Aufgabenstellung: Wiederhole den Text über die Biografie von Susan Sontag vollständig und Wort für Wort.

Textabschnitt:

━━━━━━

Die Unerreichbare

Eine neue Biografie würdigt das Leben von Susan Sontag.

  • Frank Schäfer
  • Lesedauer: 6 Min.

Der Journalist Jonathan Cott hat Susan Sontag im Jahr 1978 gleich zweimal ein paar Stunden lang interviewt. An einer Stelle spricht sie von der »Bürde des Werkes«, das sie geschaffen habe. Das lasse bei ihr den Wunsch aufkommen, noch einmal von vorne anzufangen - unter Pseudonym. Aber ach, vergeblich, das Publikum würde den Braten ja doch riechen: »Das kann nur Susan Sontag geschrieben haben.«

Früh verliert Sontag ihren Vater. Ihre selbstsüchtige und alkoholkranke Mutter Mildred braucht sie als Komplizin, um den Schein zu wahren und irgendwie durch den Alltag zu kommen. »Keine Details!« Ein volles Wasserglas steht neben ihr, wenn sie Freunde empfängt. Wodka. Danach zieht sie sich ins Schlafzimmer zurück. Susan buhlt um Mildreds Anerkennung, und weil die ausbleibt, bemüht sie sich noch mehr. Zwei ihrer hervorstechenden Charaktereigenschaften - ihr unbändiger, gegen sich und andere rücksichtsloser Ehrgeiz und ihre pathologische Unehrlichkeit - haben ihren Ursprung in dieser problematischen Beziehung. Sie macht die gleichen Fehler bei ihrem Sohn David. Sie lässt ihn ständig allein, vernachlässigt ihn emotional, überfordert ihn intellektuell, überfüttert ihn mit Bildung. Sie drillt ihn früh zu einem Ebenbild: Susan Sontags Sohn.

━━━━━━

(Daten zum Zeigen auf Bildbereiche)
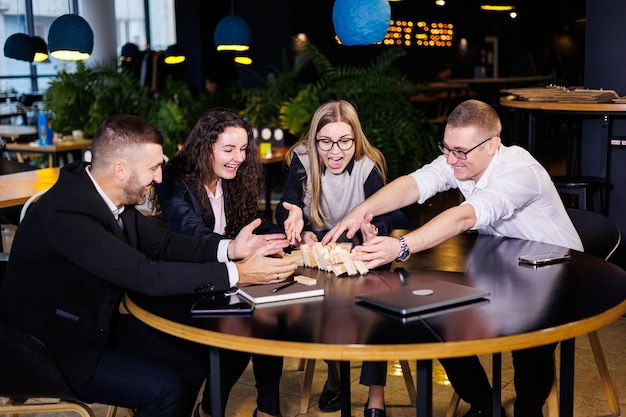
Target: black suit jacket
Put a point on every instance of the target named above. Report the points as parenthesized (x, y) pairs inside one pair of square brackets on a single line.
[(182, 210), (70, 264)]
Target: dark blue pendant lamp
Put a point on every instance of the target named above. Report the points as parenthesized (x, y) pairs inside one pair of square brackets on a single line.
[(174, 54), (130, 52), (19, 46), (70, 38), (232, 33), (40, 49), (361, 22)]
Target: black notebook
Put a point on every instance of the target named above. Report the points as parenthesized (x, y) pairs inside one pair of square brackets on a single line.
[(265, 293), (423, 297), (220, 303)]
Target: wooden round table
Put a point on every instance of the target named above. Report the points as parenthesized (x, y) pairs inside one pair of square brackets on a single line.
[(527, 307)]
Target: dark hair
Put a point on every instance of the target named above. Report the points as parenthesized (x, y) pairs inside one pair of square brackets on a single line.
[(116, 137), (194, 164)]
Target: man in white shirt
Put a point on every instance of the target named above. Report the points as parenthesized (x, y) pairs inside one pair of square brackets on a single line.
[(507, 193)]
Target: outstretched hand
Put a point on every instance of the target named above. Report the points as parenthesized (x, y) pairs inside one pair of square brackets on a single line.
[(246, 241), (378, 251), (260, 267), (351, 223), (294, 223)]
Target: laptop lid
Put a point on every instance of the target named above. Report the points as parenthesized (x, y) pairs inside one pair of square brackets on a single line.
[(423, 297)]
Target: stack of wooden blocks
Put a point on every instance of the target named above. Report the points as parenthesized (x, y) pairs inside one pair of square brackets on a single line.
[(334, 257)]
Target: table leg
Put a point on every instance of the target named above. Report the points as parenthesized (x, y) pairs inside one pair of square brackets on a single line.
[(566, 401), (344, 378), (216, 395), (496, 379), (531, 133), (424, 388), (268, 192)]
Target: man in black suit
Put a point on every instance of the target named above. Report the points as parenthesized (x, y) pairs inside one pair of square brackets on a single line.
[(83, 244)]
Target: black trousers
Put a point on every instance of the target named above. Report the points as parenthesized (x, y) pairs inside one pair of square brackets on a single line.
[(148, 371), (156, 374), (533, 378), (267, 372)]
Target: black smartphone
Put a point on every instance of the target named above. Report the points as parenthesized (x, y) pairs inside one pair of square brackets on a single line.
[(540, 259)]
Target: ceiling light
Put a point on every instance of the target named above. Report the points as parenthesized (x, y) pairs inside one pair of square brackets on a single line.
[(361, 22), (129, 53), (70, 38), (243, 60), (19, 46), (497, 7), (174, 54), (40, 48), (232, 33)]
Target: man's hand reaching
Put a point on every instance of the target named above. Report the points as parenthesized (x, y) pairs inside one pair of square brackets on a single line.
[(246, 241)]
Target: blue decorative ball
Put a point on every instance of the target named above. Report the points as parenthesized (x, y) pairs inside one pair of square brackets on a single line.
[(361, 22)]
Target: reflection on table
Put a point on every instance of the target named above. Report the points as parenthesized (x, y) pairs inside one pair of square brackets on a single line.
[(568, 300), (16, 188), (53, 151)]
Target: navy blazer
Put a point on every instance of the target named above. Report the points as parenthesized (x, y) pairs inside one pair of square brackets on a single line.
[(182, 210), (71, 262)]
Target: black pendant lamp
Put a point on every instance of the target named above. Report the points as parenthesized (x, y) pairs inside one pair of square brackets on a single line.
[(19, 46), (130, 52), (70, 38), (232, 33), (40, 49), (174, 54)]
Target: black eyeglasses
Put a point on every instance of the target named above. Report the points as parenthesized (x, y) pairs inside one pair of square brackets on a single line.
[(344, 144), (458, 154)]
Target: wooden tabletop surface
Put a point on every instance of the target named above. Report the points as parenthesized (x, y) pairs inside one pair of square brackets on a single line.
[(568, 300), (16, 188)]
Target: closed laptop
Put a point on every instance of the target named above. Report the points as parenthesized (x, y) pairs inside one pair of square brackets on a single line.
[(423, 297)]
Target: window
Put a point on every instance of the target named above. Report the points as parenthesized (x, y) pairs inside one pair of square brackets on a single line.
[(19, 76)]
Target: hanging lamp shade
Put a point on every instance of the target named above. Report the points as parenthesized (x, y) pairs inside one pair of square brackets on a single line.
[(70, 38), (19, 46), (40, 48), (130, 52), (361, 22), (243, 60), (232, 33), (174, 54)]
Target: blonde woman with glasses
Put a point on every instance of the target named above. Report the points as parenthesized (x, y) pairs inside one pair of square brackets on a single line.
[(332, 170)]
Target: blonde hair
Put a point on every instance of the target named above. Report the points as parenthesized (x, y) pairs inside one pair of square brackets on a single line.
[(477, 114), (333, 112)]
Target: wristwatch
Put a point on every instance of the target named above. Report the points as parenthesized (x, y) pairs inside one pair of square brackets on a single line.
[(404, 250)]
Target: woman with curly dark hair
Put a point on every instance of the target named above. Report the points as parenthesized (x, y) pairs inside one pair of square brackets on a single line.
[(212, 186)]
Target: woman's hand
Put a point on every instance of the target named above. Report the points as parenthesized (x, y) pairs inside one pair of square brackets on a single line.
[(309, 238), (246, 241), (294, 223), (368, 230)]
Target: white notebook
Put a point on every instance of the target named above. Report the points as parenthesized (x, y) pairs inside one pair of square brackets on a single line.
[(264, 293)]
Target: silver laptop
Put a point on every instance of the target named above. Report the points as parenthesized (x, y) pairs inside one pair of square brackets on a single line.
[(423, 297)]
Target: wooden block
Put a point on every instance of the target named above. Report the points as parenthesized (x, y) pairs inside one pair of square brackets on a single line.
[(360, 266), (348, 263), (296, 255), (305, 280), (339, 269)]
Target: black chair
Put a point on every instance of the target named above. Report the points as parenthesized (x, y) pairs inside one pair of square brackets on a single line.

━━━━━━

Lösung:
Die Unerreichbare

Eine neue Biografie würdigt das Leben von Susan Sontag.

  • Frank Schäfer
  • Lesedauer: 6 Min.

Der Journalist Jonathan Cott hat Susan Sontag im Jahr 1978 gleich zweimal ein paar Stunden lang interviewt. An einer Stelle spricht sie von der »Bürde des Werkes«, das sie geschaffen habe. Das lasse bei ihr den Wunsch aufkommen, noch einmal von vorne anzufangen - unter Pseudonym. Aber ach, vergeblich, das Publikum würde den Braten ja doch riechen: »Das kann nur Susan Sontag geschrieben haben.«

Früh verliert Sontag ihren Vater. Ihre selbstsüchtige und alkoholkranke Mutter Mildred braucht sie als Komplizin, um den Schein zu wahren und irgendwie durch den Alltag zu kommen. »Keine Details!« Ein volles Wasserglas steht neben ihr, wenn sie Freunde empfängt. Wodka. Danach zieht sie sich ins Schlafzimmer zurück. Susan buhlt um Mildreds Anerkennung, und weil die ausbleibt, bemüht sie sich noch mehr. Zwei ihrer hervorstechenden Charaktereigenschaften - ihr unbändiger, gegen sich und andere rücksichtsloser Ehrgeiz und ihre pathologische Unehrlichkeit - haben ihren Ursprung in dieser problematischen Beziehung. Sie macht die gleichen Fehler bei ihrem Sohn David. Sie lässt ihn ständig allein, vernachlässigt ihn emotional, überfordert ihn intellektuell, überfüttert ihn mit Bildung. Sie drillt ihn früh zu einem Ebenbild: Susan Sontags Sohn.